Count the rows below that contain the word "mountain", and reply with that number alone.

=-=-=-=-=

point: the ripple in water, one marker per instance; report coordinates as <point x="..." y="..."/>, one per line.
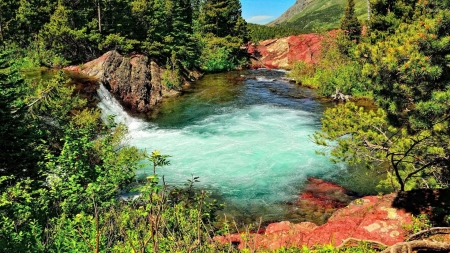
<point x="246" y="140"/>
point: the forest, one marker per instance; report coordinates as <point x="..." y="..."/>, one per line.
<point x="401" y="62"/>
<point x="62" y="167"/>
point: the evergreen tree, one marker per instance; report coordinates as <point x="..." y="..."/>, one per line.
<point x="350" y="23"/>
<point x="19" y="135"/>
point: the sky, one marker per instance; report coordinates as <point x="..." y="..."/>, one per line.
<point x="264" y="11"/>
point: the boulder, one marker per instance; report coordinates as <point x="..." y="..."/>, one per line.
<point x="134" y="80"/>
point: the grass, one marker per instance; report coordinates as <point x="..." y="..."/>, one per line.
<point x="324" y="15"/>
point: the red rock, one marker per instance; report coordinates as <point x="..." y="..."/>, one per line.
<point x="283" y="52"/>
<point x="368" y="218"/>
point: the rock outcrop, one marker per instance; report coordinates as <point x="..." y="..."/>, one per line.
<point x="134" y="80"/>
<point x="371" y="218"/>
<point x="282" y="53"/>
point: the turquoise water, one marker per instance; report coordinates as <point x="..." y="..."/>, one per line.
<point x="247" y="139"/>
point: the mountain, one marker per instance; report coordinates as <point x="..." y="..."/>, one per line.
<point x="299" y="6"/>
<point x="318" y="15"/>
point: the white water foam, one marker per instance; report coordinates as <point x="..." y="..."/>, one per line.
<point x="255" y="155"/>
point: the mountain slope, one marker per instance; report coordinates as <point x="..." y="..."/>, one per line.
<point x="291" y="12"/>
<point x="318" y="15"/>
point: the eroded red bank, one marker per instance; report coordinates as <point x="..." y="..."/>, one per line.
<point x="283" y="52"/>
<point x="368" y="218"/>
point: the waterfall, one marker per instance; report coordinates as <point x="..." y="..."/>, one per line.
<point x="110" y="106"/>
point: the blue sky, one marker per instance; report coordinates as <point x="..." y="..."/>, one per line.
<point x="264" y="11"/>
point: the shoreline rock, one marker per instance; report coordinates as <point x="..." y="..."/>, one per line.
<point x="135" y="80"/>
<point x="370" y="218"/>
<point x="282" y="53"/>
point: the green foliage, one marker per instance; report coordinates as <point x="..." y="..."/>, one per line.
<point x="419" y="223"/>
<point x="357" y="136"/>
<point x="324" y="15"/>
<point x="220" y="54"/>
<point x="334" y="70"/>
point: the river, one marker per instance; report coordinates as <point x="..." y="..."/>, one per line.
<point x="245" y="134"/>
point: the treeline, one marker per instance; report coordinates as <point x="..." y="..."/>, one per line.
<point x="402" y="62"/>
<point x="197" y="33"/>
<point x="262" y="32"/>
<point x="62" y="168"/>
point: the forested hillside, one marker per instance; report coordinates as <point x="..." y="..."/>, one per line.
<point x="62" y="168"/>
<point x="319" y="15"/>
<point x="205" y="34"/>
<point x="402" y="64"/>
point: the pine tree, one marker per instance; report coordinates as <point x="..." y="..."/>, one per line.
<point x="350" y="23"/>
<point x="18" y="134"/>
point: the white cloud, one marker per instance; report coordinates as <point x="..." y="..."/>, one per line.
<point x="259" y="19"/>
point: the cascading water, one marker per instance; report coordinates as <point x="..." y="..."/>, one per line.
<point x="247" y="140"/>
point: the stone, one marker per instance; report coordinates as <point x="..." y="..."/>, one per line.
<point x="372" y="218"/>
<point x="134" y="80"/>
<point x="283" y="52"/>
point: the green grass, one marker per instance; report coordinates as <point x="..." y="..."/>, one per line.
<point x="324" y="15"/>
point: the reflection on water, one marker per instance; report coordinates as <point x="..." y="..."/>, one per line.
<point x="245" y="134"/>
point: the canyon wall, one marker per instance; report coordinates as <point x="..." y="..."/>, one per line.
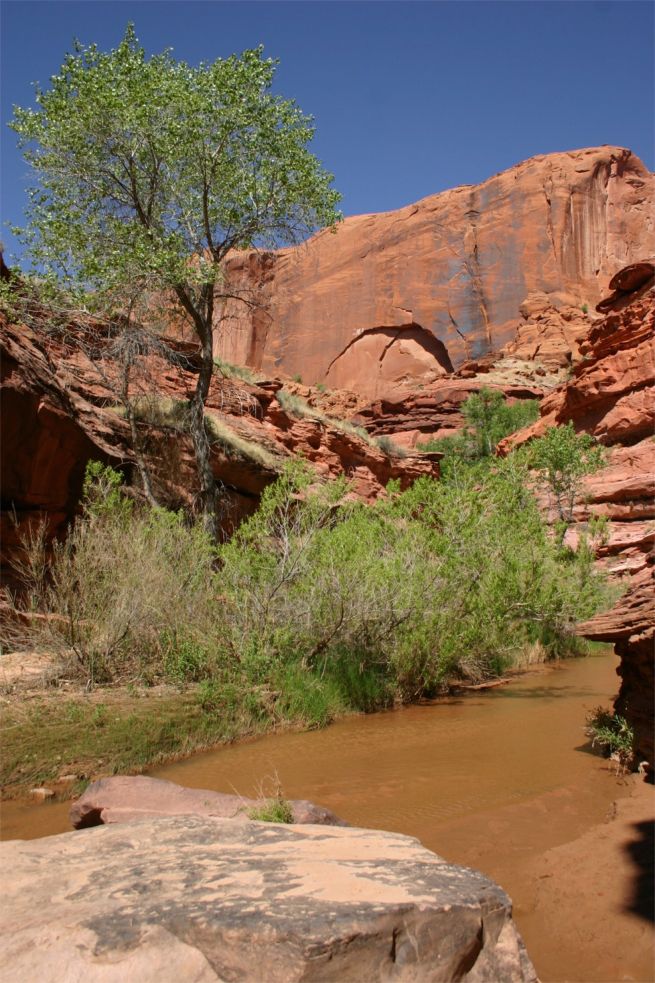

=-=-=-=-=

• Finished answer: 2